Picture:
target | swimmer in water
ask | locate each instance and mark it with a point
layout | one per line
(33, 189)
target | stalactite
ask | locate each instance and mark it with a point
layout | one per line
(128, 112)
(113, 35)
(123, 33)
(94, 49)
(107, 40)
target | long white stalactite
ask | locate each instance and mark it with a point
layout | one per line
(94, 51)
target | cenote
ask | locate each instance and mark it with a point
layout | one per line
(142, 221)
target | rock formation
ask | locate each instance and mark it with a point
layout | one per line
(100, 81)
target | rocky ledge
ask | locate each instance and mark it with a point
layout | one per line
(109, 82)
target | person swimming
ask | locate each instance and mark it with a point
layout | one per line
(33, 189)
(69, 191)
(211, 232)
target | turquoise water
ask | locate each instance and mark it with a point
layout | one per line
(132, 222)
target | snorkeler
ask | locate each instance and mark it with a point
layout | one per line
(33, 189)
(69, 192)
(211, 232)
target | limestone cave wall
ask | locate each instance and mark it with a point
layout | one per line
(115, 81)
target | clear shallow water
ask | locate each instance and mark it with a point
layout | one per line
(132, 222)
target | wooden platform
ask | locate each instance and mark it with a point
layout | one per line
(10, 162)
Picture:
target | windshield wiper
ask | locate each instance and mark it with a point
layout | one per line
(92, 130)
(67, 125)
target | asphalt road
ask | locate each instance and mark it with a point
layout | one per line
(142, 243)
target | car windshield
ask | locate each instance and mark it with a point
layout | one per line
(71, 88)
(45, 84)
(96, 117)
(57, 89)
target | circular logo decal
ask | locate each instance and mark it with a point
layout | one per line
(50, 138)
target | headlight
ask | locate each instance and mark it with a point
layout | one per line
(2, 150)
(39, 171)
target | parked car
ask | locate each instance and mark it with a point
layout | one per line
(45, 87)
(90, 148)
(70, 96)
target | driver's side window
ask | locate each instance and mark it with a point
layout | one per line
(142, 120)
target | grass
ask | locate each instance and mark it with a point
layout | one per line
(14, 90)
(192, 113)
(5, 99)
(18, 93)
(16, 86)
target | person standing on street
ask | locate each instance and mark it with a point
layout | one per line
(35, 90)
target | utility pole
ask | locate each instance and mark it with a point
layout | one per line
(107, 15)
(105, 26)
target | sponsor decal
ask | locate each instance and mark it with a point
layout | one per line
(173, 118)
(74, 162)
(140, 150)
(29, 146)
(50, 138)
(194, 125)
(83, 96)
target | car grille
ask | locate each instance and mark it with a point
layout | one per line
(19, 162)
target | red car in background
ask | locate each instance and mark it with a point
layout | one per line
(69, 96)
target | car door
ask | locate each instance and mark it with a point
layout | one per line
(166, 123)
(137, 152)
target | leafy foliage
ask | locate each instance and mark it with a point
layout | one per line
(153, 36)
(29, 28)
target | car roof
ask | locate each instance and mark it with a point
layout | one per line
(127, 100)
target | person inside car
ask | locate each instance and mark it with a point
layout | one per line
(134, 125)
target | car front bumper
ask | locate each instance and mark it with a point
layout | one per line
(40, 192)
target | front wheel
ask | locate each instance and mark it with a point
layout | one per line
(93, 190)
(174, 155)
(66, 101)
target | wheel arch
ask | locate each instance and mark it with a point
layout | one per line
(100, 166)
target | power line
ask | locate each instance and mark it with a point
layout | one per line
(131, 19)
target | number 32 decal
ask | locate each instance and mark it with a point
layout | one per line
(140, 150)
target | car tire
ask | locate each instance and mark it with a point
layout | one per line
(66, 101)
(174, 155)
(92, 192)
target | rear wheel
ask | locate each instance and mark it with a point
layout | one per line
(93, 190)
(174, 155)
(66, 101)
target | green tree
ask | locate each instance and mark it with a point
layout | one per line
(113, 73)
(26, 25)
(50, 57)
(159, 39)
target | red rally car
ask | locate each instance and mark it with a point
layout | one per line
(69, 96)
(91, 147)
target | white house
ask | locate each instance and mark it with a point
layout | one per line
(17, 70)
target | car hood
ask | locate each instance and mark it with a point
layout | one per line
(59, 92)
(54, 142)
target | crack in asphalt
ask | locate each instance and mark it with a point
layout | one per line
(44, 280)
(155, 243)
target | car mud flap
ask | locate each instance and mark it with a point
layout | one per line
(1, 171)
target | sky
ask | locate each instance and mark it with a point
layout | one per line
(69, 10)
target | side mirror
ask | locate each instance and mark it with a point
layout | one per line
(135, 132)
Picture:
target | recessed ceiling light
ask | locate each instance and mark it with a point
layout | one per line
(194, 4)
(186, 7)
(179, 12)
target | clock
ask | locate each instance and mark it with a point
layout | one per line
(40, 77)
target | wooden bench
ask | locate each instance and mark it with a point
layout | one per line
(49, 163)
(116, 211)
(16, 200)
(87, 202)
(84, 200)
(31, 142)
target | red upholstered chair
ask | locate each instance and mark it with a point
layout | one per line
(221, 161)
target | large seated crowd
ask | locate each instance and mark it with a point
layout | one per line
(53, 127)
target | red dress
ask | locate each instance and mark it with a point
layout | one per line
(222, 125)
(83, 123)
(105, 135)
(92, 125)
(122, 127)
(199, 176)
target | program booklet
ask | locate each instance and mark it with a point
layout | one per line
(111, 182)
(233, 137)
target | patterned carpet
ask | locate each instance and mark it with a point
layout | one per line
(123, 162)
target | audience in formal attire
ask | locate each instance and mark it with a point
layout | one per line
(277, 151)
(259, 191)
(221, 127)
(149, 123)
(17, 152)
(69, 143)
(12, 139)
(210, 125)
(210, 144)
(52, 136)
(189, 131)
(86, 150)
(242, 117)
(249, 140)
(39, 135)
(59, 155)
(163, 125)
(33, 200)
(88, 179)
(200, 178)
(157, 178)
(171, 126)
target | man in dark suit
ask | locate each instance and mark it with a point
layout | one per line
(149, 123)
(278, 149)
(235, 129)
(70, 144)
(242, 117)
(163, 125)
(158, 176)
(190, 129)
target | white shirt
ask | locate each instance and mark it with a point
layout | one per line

## What you are asked to do
Copy the material above, line for line.

## Finished exercise
Picture:
target | swimmer in water
ask | locate each instance and mark it with a point
layout | one per line
(33, 189)
target | stalactite
ask | locate each instance and mark it with a point
layout | one per line
(128, 112)
(113, 35)
(123, 33)
(94, 49)
(107, 40)
target | long white stalactite
ask | locate each instance and mark it with a point
layout | one per line
(94, 51)
target | cenote
ask | locate each instance and mark it with a point
layout | one per line
(142, 221)
target | rock formation
ask | locate each instance and mark it with a point
layout | one per line
(100, 81)
target | rocky ledge
ask | locate each instance and mark it with a point
layout | one per line
(109, 82)
target | person swimming
ask | locate each instance and mark it with a point
layout | one per line
(33, 189)
(69, 191)
(211, 232)
target | turquoise water
ask | locate each instance and mark it with a point
layout | one per line
(132, 222)
target | snorkeler
ask | locate each instance and mark it with a point
layout | one per line
(33, 189)
(69, 192)
(211, 232)
target | limestone cave wall
ask | locate each instance and mark it with a point
layout | one per line
(115, 81)
target | clear shallow water
ask | locate each instance and mark it with a point
layout | one per line
(132, 222)
target | wooden platform
ask | locate each instance and mark it with a point
layout | one per line
(10, 162)
Picture:
target | windshield wiper
ask | locate each instance and mark it with a point
layout | one per line
(92, 130)
(67, 125)
target | asphalt road
ask | locate each instance and mark it with a point
layout | one per line
(142, 243)
target | car windshield
ask | locate each instance and mark it with a point
layout | one per line
(71, 88)
(45, 84)
(96, 117)
(57, 89)
target | circular logo decal
ask | locate each instance and mark it with a point
layout | one per line
(50, 138)
target | headlight
ask | locate each instance and mark it with a point
layout | one per line
(2, 150)
(39, 171)
target | parked car
ask | locate each instance and mark it with a point
layout | one per line
(45, 87)
(90, 148)
(70, 96)
target | driver's side window
ask | locate each instance and mark it with a point
layout | one per line
(142, 120)
target | grass
ask | locate each instance and mark it with a point
layout | one per line
(14, 90)
(192, 113)
(5, 99)
(18, 93)
(16, 86)
target | person standing on street
ask | locate each instance and mark it with a point
layout | one per line
(35, 90)
target | utility pole
ask | locate each instance and mark it with a point
layout | one per line
(107, 15)
(105, 26)
target | sponsor decal
ask | locate each instance and mark it with a point
layout | one per line
(173, 118)
(74, 162)
(140, 150)
(29, 146)
(50, 138)
(194, 125)
(83, 96)
target | car grille
ask | locate each instance and mark it with a point
layout | one per line
(19, 162)
target | red car in background
ask | locate each instance and mark it with a point
layout | one per line
(69, 96)
target | car door
ask | locate each instance and mark it with a point
layout | one per line
(166, 123)
(137, 152)
target | leafy foliage
ask | locate each instance and mark it with a point
layout | one per line
(153, 36)
(29, 28)
target | car roof
ask | locate each instance and mark it with a point
layout | one per line
(127, 100)
target | person inside car
ask | locate each instance and mark it with a point
layout | one per line
(134, 125)
target | car front bumper
ask | locate each instance and mark it with a point
layout | one per line
(40, 192)
target | front wheel
ask | locate each instance and mark it with a point
layout | one per line
(93, 190)
(174, 155)
(66, 101)
target | wheel arch
ask | locate each instance and mark it with a point
layout | one per line
(100, 166)
target | power line
ask | locate each instance and mark it with a point
layout | one per line
(131, 19)
target | number 32 decal
ask | locate each instance and mark it with a point
layout | one per line
(140, 150)
target | car tire
ask | locate each instance and mark it with a point
layout | one per line
(66, 101)
(174, 155)
(92, 192)
target | rear wheel
ask | locate each instance and mark it with a point
layout | one per line
(93, 190)
(174, 155)
(66, 101)
target | green tree
ask | locate each instance and mark it with a point
layout | one per line
(113, 73)
(26, 25)
(50, 57)
(159, 39)
target | red rally car
ask | locate each instance and mark it with a point
layout | one per line
(69, 96)
(91, 147)
target | white house
ask | locate each instance and mark it with a point
layout | one per line
(17, 70)
target | car hood
ask | locate each instance and mark it with a point
layout | one per line
(59, 92)
(54, 142)
target | crack in asphalt
ask | locate each instance and mark it with a point
layout | one per line
(44, 280)
(155, 243)
target | car mud flap
ask | locate each instance and mark it with a point
layout | one per line
(1, 171)
target | sky
ask | locate each instance and mark it with a point
layout | one per line
(69, 10)
target | side mirror
ask | locate each instance and mark it with a point
layout | one per line
(135, 132)
Picture:
target | recessed ceiling light
ask | locate each instance and mark it with a point
layout | one per line
(194, 4)
(186, 7)
(179, 12)
target | clock
ask | locate each instance and mark it with a point
layout | one per line
(40, 77)
target | wooden bench
ask | locate each instance and mark it with a point
layout | one per line
(49, 163)
(116, 211)
(16, 200)
(87, 202)
(84, 200)
(31, 142)
target | red upholstered chair
ask | locate each instance and mark it with a point
layout | one per line
(221, 161)
target | large seated crowd
ask | locate each instance and mark it with a point
layout | one per line
(53, 127)
target | red dress
ask | locate each instance and mark it with a point
layout | one per line
(222, 125)
(83, 123)
(105, 135)
(92, 125)
(122, 127)
(199, 176)
target | program booklet
ask | locate each instance and mark it with a point
layout | one per line
(111, 182)
(233, 137)
target | patterned carpet
ask | locate each instance and mark it with a point
layout | one per line
(123, 162)
target | audience in formal attire
ask | locate each instance and mark it with a point
layout | one per line
(277, 151)
(259, 191)
(221, 127)
(149, 123)
(17, 152)
(69, 143)
(12, 139)
(210, 125)
(210, 144)
(52, 136)
(189, 131)
(86, 150)
(242, 117)
(249, 140)
(39, 135)
(59, 155)
(163, 125)
(33, 200)
(88, 179)
(200, 178)
(157, 178)
(171, 126)
target | man in dark suit
ask | locate each instance and mark it with a point
layout | one per line
(149, 123)
(278, 149)
(235, 129)
(70, 144)
(242, 117)
(163, 125)
(158, 176)
(190, 129)
target | white shirt
ask | locate each instance and mark it with a point
layout | one per line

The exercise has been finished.